#### Quoted passage:
────

If their tide is going to be turned back, Peterson and Poilievre, operating in their own spheres of influence, are likely to have something to do with it. Unfortunately for them, it may already be too late.

Another Win for the Freedom Convoy

The Conservative Party of Canada have a new leader: Pierre Poilievre, Member of Parliament for Carleton, Ontario.

Unlike in the previous two C.P.C. leadership elections, Poilievre's margin of victory wasn't at all close -- he won 70.7 percent of the vote, compared with 11.6 percent for his nearest rival, former Quebec premier and Red Tory net-zero enthusiast, Jean Charest. He dominated in every province and territory -- his worst showing was in Charest's home province of Quebec, and even there Poilievre won 62 percent of available points to Charest's 32 percent. In the Conservative strongholds of Alberta and Saskatchewan, he won close to 80 percent. The Writ's Éric Grenier comments,

It’s an emphatic victory for Poilievre with few signs of regional weaknesses. In 2004, Harper failed to win Quebec and Atlantic Canada. In 2017, Scheer was second in Quebec and Alberta. In 2020, O’Toole was beaten in the Maritimes. But in 2022, Poilievre won everywhere.

Poilievre's rise can be attributed in large part to the same force which brought down Erin O'Toole, namely the Freedom Convoy. As we wrote at the time of his ouster,

[O'Toole's] feeble response to the Freedom Convoy has encapsulated his problems these past several months, at once desperate to hold onto power and terrified of offending the sensibilities of, well, Liberal voters. For the first time since he became leader, there was energy on his side of the ideological spectrum, and Trudeau's Liberals were off balance. But O'Toole was anxious about being too supportive of what you might call the wrong sort of Canadians.

Poilievre, meanwhile, made himself the truckers' most visible supporter, publicly defending them against media attacks and taking part in their protests. Polling being what it was at the time (even if those polls weren't as straightforward as they appeared), that took real courage.

Most importantly for us at The Pipeline, Poilievre has consistently and vocally opposed the Trudeau government's anti-resource sector policies, pledging over and over again that, should he become prime minister, he would end the carbon tax and revive infrastructure projects like the Energy East and Northern Gateway pipelines which were cancelled under Trudeau. Moreover, he's promised to make Canada the “freest country in the world.”

────

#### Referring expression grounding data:
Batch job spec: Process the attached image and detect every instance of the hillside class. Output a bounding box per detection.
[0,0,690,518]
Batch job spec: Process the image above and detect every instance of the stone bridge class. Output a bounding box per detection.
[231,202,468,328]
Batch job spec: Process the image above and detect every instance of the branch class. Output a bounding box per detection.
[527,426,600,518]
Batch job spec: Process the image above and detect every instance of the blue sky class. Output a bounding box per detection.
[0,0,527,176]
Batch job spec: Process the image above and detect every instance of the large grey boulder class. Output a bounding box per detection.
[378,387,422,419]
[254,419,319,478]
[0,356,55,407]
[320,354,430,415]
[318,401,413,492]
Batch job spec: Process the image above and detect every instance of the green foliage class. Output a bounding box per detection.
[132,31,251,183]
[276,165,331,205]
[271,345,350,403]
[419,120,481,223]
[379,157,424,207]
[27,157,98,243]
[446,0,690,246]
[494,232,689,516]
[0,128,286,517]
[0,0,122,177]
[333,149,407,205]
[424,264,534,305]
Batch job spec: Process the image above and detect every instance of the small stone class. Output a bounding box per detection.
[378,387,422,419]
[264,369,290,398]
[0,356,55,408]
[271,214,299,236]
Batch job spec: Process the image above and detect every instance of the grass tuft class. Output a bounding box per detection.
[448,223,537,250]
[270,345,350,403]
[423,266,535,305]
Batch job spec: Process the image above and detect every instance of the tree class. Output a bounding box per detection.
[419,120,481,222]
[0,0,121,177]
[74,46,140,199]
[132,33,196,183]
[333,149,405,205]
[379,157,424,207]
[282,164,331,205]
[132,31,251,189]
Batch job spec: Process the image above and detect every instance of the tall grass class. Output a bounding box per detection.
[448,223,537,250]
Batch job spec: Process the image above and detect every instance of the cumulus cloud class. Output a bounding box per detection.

────

Update the passage on Poilievre's leadership win from "If their tide" to "for Carleton, Ontario.", putting "new party head" wherever "new leader" appears.

If their tide is going to be turned back, Peterson and Poilievre, operating in their own spheres of influence, are likely to have something to do with it. Unfortunately for them, it may already be too late.

Another Win for the Freedom Convoy

The Conservative Party of Canada have a new party head: Pierre Poilievre, Member of Parliament for Carleton, Ontario.